Problem 48 If appropriate, evaluate the fol... [FREE SOLUTION]

Chapter 6: Problem 48

If appropriate, evaluate the following integrals by substitution. If substitution is not appropriate, say so, and do not evaluate. (a) \(\int x \sin \left(x^{2}\right) d x\) (b) \(\int x^{2} \sin x d x\) (c) \(\int \frac{x^{2}}{1+x^{2}} d x\) (d) \(\int \frac{x}{\left(1+x^{2}\right)^{2}} d x\) (e) \(\int x^{3} e^{x^{2}} d x\) (f) \(\int \frac{\sin x}{2+\cos x} d x\)

Short Answer

Expert verified

(a) Substitution; (b) Not suitable; (c) Substitution; (d) Substitution; (e) Not suitable; (f) Substitution.

Step by step solution

Evaluate Integral (a)

For the integral \( \int x \sin(x^2) \, dx \), we perform substitution. Let \( u = x^2 \), then \( du = 2x \, dx \) or \( \frac{1}{2} du = x \, dx \). The integral becomes \( \frac{1}{2} \int \sin(u) \, du \), which evaluates to \( -\frac{1}{2} \cos(u) + C \). Substituting back \( u = x^2 \), the solution is \( -\frac{1}{2} \cos(x^2) + C \).

**STORED DATA**

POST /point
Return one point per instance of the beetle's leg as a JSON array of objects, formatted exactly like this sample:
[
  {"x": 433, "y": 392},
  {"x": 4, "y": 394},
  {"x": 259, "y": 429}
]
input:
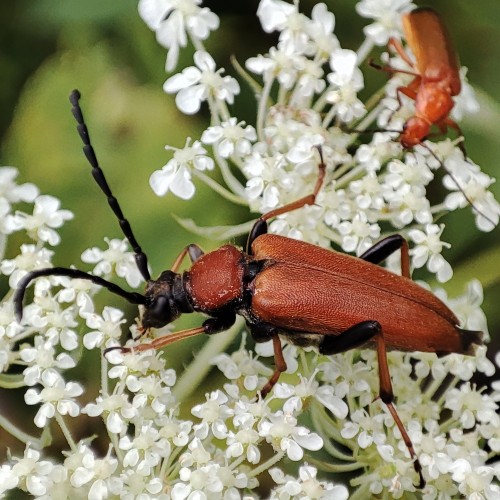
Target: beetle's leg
[
  {"x": 262, "y": 332},
  {"x": 210, "y": 326},
  {"x": 351, "y": 338},
  {"x": 279, "y": 367},
  {"x": 387, "y": 396},
  {"x": 383, "y": 248},
  {"x": 194, "y": 252},
  {"x": 396, "y": 45},
  {"x": 160, "y": 342},
  {"x": 355, "y": 337},
  {"x": 260, "y": 226}
]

**PROBLEMS TO WORK ON**
1. Answer these about the integration problem page, one per line:
(a) Which chapter and problem number does the page give?
(b) In the worked step for integral (a), what is u set equal to?
(c) What final result does that step reach after substituting back?
2. Reproduce the integration problem page word for word, everything from "If appropriate, evaluate the following" down to "Evaluate Integral (a)".

**TASK RESULTS**
1.
(a) Chapter 6, Problem 48.
(b) u = x².
(c) −(1/2) cos(x²) + C.

2.
If appropriate, evaluate the following integrals by substitution. If substitution is not appropriate, say so, and do not evaluate. (a) \(\int x \sin \left(x^{2}\right) d x\) (b) \(\int x^{2} \sin x d x\) (c) \(\int \frac{x^{2}}{1+x^{2}} d x\) (d) \(\int \frac{x}{\left(1+x^{2}\right)^{2}} d x\) (e) \(\int x^{3} e^{x^{2}} d x\) (f) \(\int \frac{\sin x}{2+\cos x} d x\)

Short Answer

Expert verified

(a) Substitution; (b) Not suitable; (c) Substitution; (d) Substitution; (e) Not suitable; (f) Substitution.

Step by step solution

Evaluate Integral (a)